PROBLEMS AND TASKS:
1. Answer these questions from the article on General Electric, marking your answers (a), (b) and (c):
(a) What was GE's gross debt at the end of 2017?
(b) To which company did GE agree to sell its aircraft leasing business, and for how much?
(c) From which firm does GE's healthcare division plan to buy BK Medical?
2. Name every company that the article on General Electric says GE has bought or plans to buy.
3. Go on with the article on General Electric, starting after its final sentence.

EXTRACT TO READ:
"""
Not too long ago, General Electric (GE 5.09%) had a penchant for making big acquisitions. But the storied conglomerate fell on hard times a few years back as profit and cash flow from its power business plunged and its insurance liabilities ballooned. This forced GE to change course and begin selling off pieces of the business in order to repair its balance sheet.

Fortunately, GE has made significant progress on those repairs, enabling it to start playing offense again (albeit in a small way). On Thursday, the company announced its biggest acquisition in over four years, as its healthcare division plans to buy BK Medical from Altaris Capital Partners.

The balance sheet is improving

GE's balance sheet has improved dramatically since the end of 2017. At that time, the company had gross debt of $134.6 billion, along with substantial pension and insurance obligations. By the middle of 2021, it had reduced gross debt to $63.5 billion. GE is also getting a better handle on its non-debt obligations.

Earlier this year, GE reached a deal to sell its aircraft leasing business to AerCap for $31 billion, with about 80% of the purchase price to be paid in cash. That transaction, along with other smaller asset sales and internally generated free cash flow, will allow the company to take another big step in debt reduction.

An Airbus A321neo jet in the GECAS livery.

Image source: GE Capital Aviation Services.

Even after completing these moves, GE's leverage ratio will be too high. However, that's mostly because the pandemic has temporarily depressed the earnings of its aviation segment, which is normally its biggest profit driver. As the aviation business recovers over the next couple of years and GE continues using excess cash flow to reduce net debt, leverage should naturally improve to investment-grade levels.

Building out the healthcare segment

Thus, GE has reached the point in its restructuring where it can reasonably consider making acquisitions. So far, it has focused on expanding its healthcare business, which has been its best-performing division since the pandemic hit.

Late last year, GE Healthcare bought Prismatic Sensors, a start-up that specialized in photon-counting detectors, which increase the accuracy of CT scans. And in May, it bought Zionexa, a three-year-old company specializing in oncology and neurology biomarkers. These were both very small acquisitions; so small, that GE did not disclose a purchase price for either one.
"""
SOURCE MATERIAL:
"""
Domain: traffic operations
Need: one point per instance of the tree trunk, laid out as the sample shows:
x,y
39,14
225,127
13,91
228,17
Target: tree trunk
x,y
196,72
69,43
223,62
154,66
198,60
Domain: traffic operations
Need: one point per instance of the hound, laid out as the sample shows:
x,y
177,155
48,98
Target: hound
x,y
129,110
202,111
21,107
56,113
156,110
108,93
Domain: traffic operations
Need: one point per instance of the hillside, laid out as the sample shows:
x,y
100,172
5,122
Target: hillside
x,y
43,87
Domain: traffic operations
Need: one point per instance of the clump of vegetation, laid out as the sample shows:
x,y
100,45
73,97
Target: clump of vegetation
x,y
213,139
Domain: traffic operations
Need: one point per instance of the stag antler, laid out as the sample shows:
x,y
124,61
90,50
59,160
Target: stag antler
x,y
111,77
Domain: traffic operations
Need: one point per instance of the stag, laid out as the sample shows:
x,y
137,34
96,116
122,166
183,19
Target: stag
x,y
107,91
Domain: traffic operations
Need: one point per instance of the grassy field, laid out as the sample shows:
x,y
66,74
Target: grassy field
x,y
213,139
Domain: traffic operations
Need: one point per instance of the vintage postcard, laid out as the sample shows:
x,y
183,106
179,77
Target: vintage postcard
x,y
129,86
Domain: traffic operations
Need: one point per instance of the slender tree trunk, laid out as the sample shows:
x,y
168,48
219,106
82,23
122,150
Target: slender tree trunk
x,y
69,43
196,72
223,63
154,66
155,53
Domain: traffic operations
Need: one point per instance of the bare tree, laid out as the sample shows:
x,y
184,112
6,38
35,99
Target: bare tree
"""
EXPECTED RESULTS:
1.
(a) $134.6 billion
(b) AerCap, for $31 billion
(c) Altaris Capital Partners

2. BK Medical, Prismatic Sensors, Zionexa

3.
This week, the company made a bigger move, announcing that it agreed to acquire BK Medical for $1.45 billion. BK Medical specializes in advanced surgical visualization, using ultrasound to assist minimally invasive and robotic surgeries.

A person's hand holding an ultrasound device.

An ultrasound device. Image source: Getty Images.

GE said that BK Medical, which has more than 650 employees, has been generating double-digit revenue growth. Combining BK Medical with GE's sales team and its broader ultrasound portfolio could accelerate that growth rate. The acquisition is slated to close next year, and management expects a high-single-digit return on invested capital within five years.

The right kind of acquisition for GE

The BK Medical deal represents GE's biggest acquisition since it combined its oil and gas business with Baker Hughes in 2017. But it's still a relatively small deal to add an incremental capability to the industrial conglomerate's existing healthcare business. That contrasts to the massive acquisitions that GE previously used to drive growth.

Focusing on small acquisitions is a sensible strategy for GE at this point. It has huge untapped earnings potential throughout the company today. It needs to finish restructuring its power and renewables units to boost their profitability. It also needs to scale up production of its enormous Haliade-X turbines to build up its offshore wind-power business. Finally, GE is waiting for the air travel market to recover further to get its aviation business back to full strength.

For each of these business units, making acquisitions could potentially disrupt GE's turnaround progress. The one segment that has been firing on all cylinders recently is GE Healthcare. Small acquisitions can help that business maintain its growth momentum over the next few years.